It's springtime in Washington, D.C. The cherry blossoms have bloomed, the tourists descended, and on both sides of Pennsylvania Avenue a new "scandal" is erupting.

In the Watergate era, there was the controversy about Rosemary Woods and the 18 ½ minute "gap" - a missing portion of a taped conversation of June 20, 1972. Now in connection with "US Attorney-gate" we have a new controversy. The alleged "destruction" of electronic mail sent by employees of the White House through email servers used by the Republican National Committee. The matter raises more important issues for government agencies, companies, ISPs and others. Do I really have an email retention policy, and what emails do these policies apply to?

The US attorney controversy

The immediate issue arises out of an investigation by Democrats on the United States Senate Judiciary Committee into allegations that certain federal prosecutors were fired for improper political purposes. The US Department of Justice asserts that the firings were for perfectly appropriate "performance" reasons and that these prosecutors serve at the pleasure of the President and can be fired for virtually any reason.

The email controversy arose when it was discovered that White House employees may have sent email communications about the US Attorney matter through US government computers or computer systems using email systems operated by the Republican National Committee (RNC.) Unlike most governmental emails, which as I will show have to be retained, there is generally no legal requirement that emails of the RNC be maintained. Thus, at least according to press reports, the emails in the RNC systems were "deleted" after 30 days. Or were they?

Personal vs non-personal email

The issues surrounding the controversy are not limited to the United States government. Every company that maintains a mail system has the problem of what to retain, and how to retain it. In addition to a "corporate" email system, companies may also provide employees with access to personal email. This may be through a separate exchange server, but more frequently, companies may allow employees to access their personal email through some form of webmail, either by POP3 or IMAP protocols. Most email systems allow access to email over the web, including AOL, Google's GMail, MSN, and its Hotmail service, Comcast, etc. While many companies expressly prohibit and indeed block access to personal email through their servers, there are actually legal reasons to permit such access.

EXERCISE TASK A:
Report each line in the rows below that contains the string "stone". Case counts.

STORED ROWS:
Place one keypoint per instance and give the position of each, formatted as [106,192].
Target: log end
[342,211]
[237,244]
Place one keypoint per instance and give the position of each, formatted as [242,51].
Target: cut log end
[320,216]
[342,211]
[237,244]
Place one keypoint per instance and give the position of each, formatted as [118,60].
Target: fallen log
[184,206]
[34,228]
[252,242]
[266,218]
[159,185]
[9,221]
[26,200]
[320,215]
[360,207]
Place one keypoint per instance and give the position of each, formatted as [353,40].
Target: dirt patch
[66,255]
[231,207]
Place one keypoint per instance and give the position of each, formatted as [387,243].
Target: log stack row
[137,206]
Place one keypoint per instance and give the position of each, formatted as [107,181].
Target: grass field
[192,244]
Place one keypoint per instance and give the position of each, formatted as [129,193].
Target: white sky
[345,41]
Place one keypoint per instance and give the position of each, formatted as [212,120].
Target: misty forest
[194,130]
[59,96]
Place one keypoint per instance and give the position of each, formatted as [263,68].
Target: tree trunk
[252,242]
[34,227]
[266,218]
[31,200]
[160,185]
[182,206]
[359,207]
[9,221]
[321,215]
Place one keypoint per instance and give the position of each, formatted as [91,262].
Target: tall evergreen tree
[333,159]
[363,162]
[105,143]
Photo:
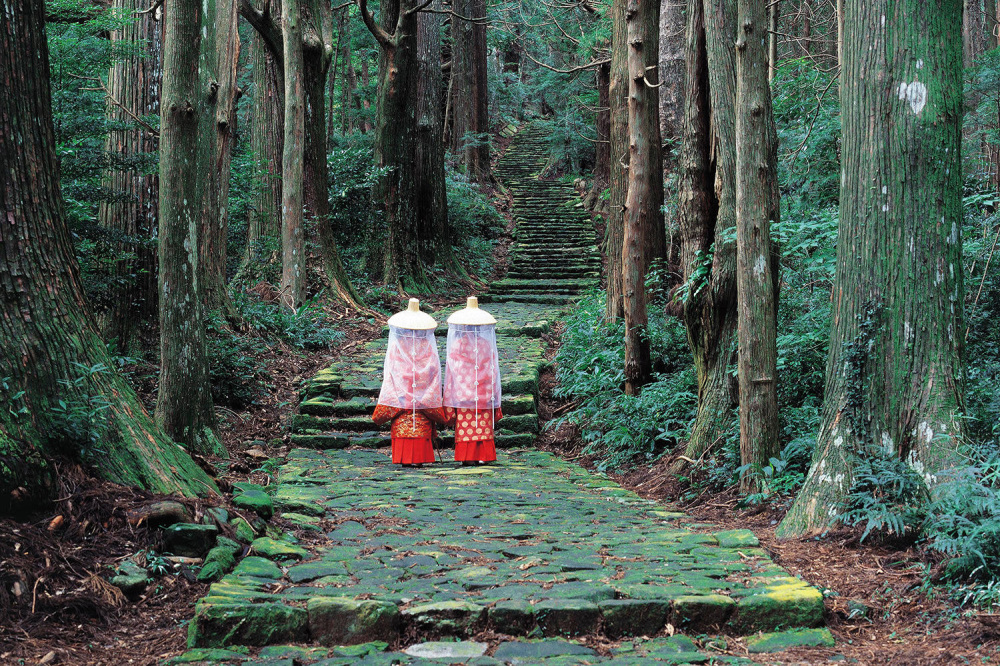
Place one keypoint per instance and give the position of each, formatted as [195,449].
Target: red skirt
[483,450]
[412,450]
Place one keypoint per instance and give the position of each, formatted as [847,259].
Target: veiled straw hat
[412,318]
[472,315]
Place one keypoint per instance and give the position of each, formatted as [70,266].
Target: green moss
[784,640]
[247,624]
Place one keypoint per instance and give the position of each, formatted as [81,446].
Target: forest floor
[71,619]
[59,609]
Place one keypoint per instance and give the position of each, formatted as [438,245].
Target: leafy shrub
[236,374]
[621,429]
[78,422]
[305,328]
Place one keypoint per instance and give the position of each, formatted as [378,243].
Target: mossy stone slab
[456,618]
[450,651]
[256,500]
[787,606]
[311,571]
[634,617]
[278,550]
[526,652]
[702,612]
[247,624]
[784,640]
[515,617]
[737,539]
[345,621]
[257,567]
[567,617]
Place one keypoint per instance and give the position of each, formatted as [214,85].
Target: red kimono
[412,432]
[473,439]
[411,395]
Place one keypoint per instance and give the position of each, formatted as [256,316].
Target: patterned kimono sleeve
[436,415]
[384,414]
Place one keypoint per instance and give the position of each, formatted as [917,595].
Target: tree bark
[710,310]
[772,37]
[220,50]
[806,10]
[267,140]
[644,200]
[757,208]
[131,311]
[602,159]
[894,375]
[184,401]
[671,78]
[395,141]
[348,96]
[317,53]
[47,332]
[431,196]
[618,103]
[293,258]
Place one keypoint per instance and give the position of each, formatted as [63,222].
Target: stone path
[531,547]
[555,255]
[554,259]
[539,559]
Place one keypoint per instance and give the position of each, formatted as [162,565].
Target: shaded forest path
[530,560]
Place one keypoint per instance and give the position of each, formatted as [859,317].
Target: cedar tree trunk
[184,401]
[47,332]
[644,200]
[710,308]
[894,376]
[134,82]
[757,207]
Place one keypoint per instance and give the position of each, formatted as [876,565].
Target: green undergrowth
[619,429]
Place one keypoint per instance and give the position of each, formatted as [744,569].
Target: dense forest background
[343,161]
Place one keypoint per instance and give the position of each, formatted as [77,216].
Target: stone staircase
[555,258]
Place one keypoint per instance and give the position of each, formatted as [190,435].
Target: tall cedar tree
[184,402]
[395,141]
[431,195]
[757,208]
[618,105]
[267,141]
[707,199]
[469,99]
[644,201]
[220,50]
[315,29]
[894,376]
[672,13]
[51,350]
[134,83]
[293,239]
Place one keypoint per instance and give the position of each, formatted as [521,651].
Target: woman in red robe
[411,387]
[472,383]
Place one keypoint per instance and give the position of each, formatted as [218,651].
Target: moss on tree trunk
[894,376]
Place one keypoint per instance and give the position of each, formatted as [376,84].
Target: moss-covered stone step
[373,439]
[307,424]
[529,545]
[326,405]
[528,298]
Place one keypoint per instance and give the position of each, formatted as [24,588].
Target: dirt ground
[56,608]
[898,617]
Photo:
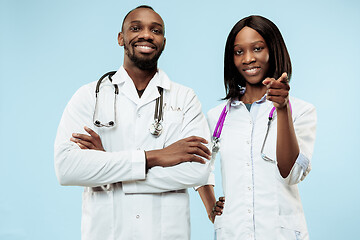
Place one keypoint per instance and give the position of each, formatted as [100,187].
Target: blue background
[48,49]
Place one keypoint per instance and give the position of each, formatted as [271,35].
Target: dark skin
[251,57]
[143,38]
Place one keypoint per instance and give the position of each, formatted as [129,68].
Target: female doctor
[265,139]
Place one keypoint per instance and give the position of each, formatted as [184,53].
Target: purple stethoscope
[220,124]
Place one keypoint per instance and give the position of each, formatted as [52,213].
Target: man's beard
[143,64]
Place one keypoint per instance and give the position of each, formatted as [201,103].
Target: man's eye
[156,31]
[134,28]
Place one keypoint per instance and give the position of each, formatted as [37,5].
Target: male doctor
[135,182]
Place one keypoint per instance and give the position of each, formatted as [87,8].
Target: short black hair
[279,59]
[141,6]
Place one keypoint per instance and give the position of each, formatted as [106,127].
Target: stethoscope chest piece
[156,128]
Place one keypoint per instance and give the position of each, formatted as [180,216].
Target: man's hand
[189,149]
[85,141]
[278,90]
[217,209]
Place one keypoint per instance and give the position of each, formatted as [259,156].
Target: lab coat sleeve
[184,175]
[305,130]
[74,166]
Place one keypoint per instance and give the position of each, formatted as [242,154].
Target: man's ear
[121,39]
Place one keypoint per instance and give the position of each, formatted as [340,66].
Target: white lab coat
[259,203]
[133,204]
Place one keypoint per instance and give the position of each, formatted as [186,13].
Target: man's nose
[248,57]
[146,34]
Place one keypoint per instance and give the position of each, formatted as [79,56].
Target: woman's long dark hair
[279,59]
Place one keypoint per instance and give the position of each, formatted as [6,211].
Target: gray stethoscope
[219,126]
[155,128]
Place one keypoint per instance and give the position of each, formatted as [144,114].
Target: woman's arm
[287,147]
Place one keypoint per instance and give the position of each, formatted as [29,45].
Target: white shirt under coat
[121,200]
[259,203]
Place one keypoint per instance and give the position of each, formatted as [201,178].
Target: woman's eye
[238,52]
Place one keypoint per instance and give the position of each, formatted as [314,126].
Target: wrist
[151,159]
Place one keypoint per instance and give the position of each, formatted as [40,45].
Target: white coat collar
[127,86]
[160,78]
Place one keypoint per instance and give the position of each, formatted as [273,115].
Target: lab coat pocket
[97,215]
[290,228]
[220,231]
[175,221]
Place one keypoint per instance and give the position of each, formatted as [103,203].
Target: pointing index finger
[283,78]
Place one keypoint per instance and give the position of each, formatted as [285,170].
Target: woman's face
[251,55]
==
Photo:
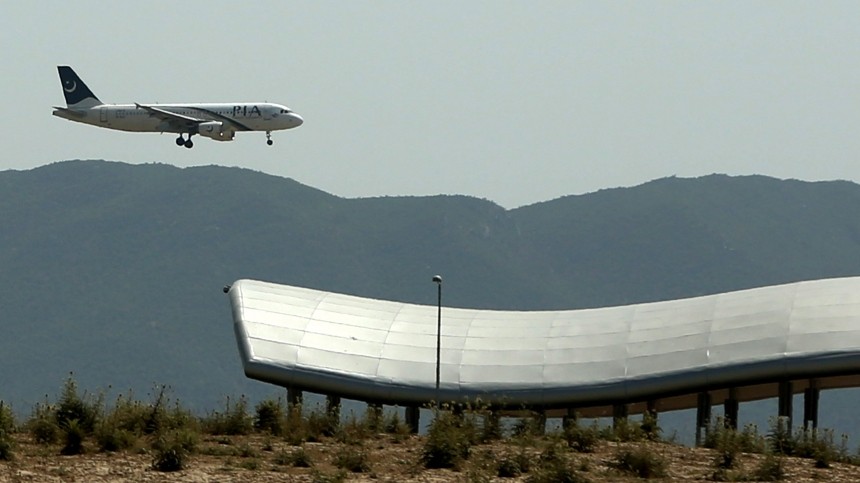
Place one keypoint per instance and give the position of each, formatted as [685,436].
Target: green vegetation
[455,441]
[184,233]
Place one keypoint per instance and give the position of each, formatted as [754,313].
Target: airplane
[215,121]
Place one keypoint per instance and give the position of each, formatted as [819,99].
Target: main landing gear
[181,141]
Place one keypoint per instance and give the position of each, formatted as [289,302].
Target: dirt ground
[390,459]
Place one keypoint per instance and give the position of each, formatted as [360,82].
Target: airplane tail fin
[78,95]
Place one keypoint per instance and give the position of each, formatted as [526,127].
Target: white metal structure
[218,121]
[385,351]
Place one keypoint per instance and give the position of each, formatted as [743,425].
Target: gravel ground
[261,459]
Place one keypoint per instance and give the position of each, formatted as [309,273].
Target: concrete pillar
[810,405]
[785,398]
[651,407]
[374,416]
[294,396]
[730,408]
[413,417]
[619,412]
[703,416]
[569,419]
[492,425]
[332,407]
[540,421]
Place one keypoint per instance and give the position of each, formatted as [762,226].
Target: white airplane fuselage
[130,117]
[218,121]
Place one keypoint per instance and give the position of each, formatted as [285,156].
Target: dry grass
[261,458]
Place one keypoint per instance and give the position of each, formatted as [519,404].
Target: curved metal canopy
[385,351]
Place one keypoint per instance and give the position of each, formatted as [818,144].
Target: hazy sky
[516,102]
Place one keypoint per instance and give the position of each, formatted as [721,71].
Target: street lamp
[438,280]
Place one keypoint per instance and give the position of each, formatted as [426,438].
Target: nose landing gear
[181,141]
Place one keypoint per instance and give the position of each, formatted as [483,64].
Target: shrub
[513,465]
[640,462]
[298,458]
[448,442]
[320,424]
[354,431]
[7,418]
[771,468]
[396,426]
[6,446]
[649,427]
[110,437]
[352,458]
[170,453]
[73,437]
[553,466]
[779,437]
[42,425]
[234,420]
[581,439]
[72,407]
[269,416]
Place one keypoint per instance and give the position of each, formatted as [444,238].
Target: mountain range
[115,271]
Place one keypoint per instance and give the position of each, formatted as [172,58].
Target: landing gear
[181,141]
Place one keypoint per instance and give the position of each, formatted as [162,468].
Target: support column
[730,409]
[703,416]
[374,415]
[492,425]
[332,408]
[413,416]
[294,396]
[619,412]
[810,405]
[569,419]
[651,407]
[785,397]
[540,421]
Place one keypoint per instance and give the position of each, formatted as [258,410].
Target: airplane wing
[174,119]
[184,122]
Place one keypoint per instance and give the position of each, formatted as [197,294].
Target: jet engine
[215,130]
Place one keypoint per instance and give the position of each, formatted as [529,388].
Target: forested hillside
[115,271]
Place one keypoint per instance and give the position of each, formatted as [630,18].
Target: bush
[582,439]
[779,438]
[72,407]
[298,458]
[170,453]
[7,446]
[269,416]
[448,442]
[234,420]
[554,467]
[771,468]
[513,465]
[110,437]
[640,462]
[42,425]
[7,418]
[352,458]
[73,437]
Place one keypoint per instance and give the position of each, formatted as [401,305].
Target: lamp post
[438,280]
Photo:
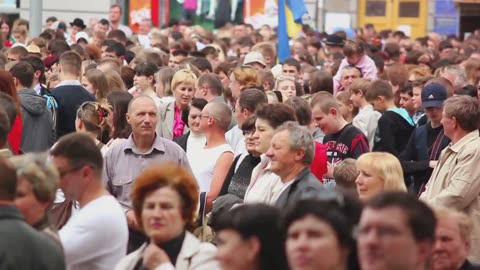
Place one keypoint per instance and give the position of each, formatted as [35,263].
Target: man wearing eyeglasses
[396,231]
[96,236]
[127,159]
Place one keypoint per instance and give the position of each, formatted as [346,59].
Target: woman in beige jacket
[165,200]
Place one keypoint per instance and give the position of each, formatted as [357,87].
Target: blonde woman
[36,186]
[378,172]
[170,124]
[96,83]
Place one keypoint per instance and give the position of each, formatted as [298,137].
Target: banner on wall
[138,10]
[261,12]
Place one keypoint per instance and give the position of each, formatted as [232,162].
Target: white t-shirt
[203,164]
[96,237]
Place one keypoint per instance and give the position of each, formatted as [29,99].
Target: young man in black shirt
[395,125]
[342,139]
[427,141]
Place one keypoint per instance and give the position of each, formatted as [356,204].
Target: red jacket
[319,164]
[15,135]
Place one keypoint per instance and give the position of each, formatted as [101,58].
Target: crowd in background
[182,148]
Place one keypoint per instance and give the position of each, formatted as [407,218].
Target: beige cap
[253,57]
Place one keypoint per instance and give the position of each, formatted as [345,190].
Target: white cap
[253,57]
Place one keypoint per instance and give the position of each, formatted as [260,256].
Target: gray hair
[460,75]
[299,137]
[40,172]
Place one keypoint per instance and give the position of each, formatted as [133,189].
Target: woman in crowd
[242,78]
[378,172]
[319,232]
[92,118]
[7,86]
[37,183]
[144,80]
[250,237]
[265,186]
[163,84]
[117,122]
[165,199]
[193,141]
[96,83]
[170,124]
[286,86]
...
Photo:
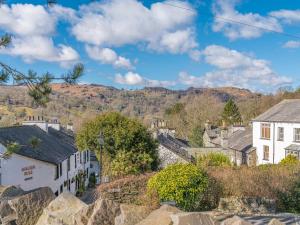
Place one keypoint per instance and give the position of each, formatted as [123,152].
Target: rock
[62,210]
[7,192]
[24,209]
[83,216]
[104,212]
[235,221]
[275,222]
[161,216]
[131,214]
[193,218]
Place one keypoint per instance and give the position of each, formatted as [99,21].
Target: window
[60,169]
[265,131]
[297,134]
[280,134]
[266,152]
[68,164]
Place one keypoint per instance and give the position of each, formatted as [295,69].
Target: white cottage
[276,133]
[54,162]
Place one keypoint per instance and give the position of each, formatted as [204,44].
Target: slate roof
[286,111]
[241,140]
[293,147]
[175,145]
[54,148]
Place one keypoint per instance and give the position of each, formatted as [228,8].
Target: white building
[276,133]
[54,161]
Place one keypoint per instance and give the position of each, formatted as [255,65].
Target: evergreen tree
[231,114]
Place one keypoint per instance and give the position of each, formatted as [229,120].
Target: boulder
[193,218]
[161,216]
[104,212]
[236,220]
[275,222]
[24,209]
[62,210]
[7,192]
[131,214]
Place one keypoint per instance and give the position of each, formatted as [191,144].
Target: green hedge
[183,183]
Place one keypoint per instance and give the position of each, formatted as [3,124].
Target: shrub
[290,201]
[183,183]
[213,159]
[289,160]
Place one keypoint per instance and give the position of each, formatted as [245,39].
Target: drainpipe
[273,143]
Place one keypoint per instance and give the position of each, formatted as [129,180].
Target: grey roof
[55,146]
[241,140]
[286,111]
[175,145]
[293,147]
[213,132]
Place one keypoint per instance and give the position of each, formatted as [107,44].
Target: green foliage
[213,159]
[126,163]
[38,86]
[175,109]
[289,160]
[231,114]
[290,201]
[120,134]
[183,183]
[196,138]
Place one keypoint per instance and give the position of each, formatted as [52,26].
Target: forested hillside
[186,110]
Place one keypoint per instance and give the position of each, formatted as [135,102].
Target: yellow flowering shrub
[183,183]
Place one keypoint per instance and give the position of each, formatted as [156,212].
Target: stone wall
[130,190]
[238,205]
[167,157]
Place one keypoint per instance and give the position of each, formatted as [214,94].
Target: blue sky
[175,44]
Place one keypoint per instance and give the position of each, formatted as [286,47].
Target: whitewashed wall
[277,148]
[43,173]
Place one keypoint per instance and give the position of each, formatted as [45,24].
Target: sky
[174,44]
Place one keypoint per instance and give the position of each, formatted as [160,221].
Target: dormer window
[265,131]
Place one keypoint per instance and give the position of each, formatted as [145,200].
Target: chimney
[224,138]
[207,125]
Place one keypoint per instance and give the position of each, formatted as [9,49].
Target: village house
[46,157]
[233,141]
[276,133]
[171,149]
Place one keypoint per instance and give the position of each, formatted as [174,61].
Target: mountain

EXERCISE TASK B:
List every email service the email retention article names as allowing access to email over the web.

WRITTEN REPLY A:
Target: mossy stone slab
Target: stone path
Target: stone staircase
Target: moss-covered stone step
Target: stone wall

WRITTEN REPLY B:
- AOL
- Google's GMail
- MSN
- Hotmail
- Comcast